[STATED TASK 1]
In the forum thread below, what roofing choice does petermik name?

[TEXT EXTRACT]
....

Ha ha yes when I read your query it made me think also...how the hell do you get an 8 wheel truck  :smiley laughing:  I asked the GF and she replied " 8 wheels at the back and two at the front" TIT I had to laugh so about 300 mtr3  :St George:

----------


## petermik

OK managed it.don,t ask me how LOL this is how the build is now-been like this 1 week now and they are starting after the Sonkran holiday (18th) putting the steel up for the roof-Cpac monier is our choice. Earlier I looked at the spend so far totally 418,000 baht,135,000 paid so far in labour 3X45,000 so materials cost is 283,000-onwards and upwards so they say LOL

----------


## ltnt

^So you've spent 283K so far or 283K plus 135K labor? Cost for your concrete is what per sq. mt.?  1,700, 1,750 or 1,800 ?  Std. rate for C-Pac.

Concrete pours for columns and frame work looks pretty good from this distance, but a closer view would do better petermik.  Need to resize to 1500 I think.

On looking at your pic closer it looks like they used that mixer in the debris for your concrete?  Yes?

Coming up out of the ground with footings, ground forms floor framing, concrete and then going vertical and into the roof framing that cost you mention isn't to bad.  Actually pretty square deal.

----------


## petermik

> ^So you've spent 283K so far or 283K plus 135K labor? Cost for your concrete is what per sq. mt.?  1,700, 1,750 or 1,800 ?  Std. rate for C-Pac.
> 
> Concrete pours for columns and frame work looks pretty good from this distance, but a closer view would do better petermik.  Need to resize to 1500 I think.
> 
> On looking at your pic closer it looks like they used that mixer in the debris for your concrete?  Yes?
> 
> Coming up out of the ground with footings, ground forms floor framing, concrete and then going vertical and into the roof framing that cost you mention isn't to bad.  Actually pretty square deal.

....

[ITEMS]

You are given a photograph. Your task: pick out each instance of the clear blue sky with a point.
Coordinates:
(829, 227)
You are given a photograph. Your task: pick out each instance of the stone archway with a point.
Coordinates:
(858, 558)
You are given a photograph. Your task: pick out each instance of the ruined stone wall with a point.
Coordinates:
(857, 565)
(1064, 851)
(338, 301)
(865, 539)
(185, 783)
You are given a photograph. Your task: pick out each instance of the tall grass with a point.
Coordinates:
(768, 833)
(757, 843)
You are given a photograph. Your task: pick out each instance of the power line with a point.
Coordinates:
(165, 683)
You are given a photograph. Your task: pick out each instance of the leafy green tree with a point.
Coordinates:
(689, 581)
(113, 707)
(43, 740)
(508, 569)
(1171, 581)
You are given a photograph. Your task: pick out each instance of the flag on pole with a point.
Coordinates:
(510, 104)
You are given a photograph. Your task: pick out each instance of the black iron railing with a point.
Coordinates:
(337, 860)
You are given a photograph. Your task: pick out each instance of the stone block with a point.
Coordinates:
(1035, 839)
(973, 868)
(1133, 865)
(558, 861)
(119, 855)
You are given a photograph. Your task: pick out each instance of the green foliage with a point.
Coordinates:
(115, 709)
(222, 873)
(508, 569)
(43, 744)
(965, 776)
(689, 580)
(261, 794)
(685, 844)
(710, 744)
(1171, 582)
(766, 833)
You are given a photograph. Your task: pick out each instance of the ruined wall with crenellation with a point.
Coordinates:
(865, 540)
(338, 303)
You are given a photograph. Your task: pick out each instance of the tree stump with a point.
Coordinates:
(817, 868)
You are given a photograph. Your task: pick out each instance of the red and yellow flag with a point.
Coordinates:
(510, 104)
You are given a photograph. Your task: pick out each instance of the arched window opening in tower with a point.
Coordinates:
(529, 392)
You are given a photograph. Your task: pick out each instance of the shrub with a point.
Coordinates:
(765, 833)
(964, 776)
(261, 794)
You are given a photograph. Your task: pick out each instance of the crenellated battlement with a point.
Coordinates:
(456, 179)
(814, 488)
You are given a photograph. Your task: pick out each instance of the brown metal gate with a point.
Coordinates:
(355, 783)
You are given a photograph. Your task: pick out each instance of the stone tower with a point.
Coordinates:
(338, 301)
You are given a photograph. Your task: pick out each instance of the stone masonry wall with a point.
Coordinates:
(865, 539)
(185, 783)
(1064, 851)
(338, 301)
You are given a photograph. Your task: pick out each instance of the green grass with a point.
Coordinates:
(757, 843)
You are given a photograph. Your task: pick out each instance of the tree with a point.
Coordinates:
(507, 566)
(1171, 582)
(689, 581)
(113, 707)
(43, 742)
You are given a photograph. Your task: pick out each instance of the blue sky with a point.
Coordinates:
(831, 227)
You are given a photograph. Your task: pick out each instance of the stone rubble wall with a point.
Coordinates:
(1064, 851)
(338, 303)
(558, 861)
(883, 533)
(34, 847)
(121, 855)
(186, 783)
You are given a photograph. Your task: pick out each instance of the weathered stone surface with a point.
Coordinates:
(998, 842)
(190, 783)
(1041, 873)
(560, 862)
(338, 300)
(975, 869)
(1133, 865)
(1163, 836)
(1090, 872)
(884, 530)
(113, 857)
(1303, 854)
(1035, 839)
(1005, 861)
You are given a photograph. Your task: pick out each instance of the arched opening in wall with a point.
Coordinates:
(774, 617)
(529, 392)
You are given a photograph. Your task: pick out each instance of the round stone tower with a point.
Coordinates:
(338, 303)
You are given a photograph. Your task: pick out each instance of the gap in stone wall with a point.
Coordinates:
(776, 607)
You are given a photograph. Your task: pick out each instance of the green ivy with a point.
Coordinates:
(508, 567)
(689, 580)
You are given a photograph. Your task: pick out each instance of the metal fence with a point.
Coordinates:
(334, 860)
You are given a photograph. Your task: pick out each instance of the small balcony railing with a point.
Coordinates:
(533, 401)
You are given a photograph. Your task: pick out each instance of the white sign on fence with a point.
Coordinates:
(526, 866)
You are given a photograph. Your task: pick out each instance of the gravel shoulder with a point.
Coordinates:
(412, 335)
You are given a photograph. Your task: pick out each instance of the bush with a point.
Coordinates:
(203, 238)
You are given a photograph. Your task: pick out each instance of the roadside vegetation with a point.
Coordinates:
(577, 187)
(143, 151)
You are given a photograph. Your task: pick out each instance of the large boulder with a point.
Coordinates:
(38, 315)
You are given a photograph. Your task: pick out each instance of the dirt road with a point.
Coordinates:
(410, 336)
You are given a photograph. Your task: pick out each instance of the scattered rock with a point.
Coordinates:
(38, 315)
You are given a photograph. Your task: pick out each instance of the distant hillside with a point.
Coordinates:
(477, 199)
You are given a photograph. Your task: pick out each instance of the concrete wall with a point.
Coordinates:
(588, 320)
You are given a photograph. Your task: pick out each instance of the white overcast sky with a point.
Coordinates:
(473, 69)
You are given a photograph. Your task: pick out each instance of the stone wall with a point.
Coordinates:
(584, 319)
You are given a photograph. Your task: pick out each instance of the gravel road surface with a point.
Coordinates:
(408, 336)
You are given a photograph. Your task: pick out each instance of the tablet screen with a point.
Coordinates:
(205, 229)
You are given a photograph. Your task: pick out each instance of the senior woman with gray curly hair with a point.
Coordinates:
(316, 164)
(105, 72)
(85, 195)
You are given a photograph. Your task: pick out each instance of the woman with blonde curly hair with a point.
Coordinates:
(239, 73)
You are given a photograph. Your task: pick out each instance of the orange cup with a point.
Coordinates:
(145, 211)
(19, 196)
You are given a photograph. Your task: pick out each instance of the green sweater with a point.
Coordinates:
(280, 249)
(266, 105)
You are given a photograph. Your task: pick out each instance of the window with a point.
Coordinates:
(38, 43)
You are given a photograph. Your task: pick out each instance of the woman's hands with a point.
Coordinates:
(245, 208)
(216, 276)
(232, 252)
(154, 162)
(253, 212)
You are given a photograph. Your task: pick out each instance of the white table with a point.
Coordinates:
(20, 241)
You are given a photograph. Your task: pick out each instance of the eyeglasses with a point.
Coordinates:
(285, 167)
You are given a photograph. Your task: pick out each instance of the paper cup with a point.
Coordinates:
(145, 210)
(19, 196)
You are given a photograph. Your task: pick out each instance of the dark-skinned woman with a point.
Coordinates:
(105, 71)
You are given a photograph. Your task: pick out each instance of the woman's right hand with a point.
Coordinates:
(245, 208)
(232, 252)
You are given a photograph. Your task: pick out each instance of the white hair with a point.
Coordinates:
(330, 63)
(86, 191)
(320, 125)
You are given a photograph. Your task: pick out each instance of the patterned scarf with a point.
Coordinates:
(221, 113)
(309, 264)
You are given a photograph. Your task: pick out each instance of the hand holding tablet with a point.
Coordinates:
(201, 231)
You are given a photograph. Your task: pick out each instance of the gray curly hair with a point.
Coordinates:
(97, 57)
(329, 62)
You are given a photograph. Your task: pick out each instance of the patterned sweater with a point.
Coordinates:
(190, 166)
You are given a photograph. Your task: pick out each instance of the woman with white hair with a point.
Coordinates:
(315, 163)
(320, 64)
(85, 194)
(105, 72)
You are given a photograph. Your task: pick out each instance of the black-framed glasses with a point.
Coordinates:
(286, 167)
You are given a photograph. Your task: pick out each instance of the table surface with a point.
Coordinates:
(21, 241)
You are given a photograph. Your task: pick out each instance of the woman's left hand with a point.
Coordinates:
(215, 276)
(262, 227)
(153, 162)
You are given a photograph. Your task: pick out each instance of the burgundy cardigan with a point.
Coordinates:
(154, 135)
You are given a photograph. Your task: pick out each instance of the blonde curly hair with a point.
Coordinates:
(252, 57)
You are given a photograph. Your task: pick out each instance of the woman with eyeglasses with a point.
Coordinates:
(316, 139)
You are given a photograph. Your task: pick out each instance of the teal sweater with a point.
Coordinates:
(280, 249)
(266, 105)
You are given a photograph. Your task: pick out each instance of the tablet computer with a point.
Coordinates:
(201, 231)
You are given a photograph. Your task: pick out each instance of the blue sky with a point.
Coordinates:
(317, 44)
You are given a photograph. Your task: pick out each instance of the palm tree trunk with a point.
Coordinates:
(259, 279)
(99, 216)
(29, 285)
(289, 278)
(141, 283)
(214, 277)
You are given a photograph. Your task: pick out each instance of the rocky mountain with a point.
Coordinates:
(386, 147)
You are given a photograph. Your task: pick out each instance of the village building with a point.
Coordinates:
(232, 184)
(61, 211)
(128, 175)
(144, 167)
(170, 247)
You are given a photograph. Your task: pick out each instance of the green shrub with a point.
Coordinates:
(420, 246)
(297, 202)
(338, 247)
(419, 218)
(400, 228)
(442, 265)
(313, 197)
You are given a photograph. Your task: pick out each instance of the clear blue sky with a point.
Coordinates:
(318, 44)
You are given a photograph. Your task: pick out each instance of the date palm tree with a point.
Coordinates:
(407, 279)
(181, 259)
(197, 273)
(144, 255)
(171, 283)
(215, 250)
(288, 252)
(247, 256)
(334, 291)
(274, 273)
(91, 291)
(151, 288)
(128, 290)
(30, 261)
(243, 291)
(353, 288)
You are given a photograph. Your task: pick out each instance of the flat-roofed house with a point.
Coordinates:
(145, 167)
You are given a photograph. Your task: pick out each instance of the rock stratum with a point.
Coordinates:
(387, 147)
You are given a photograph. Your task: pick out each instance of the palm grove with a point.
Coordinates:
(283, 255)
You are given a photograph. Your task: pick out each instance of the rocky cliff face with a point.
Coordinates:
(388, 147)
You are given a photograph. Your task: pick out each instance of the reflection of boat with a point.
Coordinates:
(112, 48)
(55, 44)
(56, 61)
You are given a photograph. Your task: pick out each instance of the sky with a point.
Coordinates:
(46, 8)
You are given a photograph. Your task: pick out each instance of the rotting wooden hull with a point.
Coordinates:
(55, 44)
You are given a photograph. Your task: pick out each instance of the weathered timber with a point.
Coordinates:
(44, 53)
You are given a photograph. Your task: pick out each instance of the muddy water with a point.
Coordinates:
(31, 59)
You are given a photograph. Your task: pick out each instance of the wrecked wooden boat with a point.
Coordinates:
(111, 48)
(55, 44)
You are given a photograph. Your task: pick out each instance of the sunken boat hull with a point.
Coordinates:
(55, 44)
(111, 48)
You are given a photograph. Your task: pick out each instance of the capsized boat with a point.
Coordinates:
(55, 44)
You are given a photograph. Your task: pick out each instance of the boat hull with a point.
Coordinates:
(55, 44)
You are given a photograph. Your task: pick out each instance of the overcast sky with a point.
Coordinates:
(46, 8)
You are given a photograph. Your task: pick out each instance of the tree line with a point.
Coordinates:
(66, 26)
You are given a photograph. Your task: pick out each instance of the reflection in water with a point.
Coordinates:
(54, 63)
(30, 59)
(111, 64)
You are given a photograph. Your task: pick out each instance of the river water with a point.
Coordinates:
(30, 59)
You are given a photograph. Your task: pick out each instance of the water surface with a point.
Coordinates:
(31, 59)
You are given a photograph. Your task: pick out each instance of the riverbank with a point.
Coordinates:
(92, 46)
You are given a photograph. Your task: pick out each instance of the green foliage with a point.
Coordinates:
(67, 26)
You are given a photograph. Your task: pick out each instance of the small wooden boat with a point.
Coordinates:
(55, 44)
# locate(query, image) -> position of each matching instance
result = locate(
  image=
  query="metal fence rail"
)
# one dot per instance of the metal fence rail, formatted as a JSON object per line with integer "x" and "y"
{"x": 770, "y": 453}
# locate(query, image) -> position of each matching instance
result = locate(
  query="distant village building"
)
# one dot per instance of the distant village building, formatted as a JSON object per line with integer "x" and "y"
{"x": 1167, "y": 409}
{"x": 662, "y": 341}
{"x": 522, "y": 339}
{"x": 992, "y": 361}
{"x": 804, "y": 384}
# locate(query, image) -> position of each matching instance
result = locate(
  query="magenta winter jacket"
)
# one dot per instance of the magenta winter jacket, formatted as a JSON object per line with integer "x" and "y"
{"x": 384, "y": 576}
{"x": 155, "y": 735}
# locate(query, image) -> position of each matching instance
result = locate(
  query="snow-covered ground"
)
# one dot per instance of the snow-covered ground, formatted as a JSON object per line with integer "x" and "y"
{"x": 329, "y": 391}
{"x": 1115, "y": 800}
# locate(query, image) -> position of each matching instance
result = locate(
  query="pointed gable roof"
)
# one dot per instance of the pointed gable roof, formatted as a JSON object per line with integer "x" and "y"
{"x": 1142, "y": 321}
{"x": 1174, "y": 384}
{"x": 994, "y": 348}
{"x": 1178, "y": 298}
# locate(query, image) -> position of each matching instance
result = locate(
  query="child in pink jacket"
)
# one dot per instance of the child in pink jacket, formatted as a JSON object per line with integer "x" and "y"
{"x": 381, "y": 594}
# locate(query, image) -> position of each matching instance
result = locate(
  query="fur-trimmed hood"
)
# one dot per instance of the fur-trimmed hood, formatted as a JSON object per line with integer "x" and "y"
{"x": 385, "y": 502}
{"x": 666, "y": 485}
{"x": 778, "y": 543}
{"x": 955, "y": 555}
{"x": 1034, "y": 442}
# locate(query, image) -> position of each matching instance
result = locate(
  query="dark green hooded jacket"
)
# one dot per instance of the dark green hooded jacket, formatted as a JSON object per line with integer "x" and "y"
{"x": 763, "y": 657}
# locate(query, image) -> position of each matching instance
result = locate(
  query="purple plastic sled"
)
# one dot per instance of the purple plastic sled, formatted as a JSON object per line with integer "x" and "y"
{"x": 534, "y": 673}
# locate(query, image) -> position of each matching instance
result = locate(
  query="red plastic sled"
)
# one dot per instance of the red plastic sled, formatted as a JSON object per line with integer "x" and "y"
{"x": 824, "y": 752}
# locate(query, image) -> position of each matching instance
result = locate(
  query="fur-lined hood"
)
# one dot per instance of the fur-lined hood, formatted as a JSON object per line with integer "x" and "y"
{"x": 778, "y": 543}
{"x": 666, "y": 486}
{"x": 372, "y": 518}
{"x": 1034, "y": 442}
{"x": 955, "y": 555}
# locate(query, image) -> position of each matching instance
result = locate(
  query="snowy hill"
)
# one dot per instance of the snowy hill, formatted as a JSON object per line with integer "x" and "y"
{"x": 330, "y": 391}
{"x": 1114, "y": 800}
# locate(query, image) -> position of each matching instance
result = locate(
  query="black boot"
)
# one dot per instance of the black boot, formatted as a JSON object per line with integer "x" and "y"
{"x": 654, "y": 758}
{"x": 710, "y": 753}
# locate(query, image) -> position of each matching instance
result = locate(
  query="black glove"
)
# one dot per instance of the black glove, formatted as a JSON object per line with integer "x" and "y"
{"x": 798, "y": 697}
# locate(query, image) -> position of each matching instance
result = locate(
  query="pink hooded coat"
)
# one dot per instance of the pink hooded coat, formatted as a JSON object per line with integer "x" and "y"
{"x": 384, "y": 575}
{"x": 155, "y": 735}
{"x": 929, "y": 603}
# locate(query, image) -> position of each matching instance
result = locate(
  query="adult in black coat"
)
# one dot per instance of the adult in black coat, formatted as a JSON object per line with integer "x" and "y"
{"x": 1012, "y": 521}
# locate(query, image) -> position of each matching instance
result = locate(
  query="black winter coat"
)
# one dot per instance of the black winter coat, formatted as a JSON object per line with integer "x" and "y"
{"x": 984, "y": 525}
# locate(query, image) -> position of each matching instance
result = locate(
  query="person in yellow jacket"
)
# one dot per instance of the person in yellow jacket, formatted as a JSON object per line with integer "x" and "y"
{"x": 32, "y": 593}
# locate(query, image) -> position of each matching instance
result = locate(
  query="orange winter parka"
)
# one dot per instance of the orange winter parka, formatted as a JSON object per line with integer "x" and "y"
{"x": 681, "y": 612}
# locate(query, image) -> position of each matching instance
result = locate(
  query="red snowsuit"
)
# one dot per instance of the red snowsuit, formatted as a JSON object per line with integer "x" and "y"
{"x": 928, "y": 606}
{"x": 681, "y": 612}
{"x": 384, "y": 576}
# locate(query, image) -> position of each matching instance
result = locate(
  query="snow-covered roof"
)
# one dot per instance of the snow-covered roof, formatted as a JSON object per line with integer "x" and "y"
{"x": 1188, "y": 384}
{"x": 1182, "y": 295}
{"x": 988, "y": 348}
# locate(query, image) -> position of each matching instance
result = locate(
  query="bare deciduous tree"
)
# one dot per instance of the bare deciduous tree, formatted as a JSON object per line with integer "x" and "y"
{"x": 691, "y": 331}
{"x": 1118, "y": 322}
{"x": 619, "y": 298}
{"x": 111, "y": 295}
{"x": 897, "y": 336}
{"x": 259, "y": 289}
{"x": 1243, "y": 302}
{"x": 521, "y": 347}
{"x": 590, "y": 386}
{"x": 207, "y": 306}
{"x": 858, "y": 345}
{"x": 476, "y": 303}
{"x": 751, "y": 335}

....

[STATED TASK 2]
Gather every line of the entries above that contains the string "tablet". Case counts.

[FINISHED ANSWER 1]
Cpac monier.

[FINISHED ANSWER 2]
You are given a photograph. Your task: pick out each instance of the tablet screen with a point.
You are given a photograph. Your task: pick out each instance of the hand holding tablet with a point.
You are given a photograph. Your task: pick out each instance of the tablet computer with a point.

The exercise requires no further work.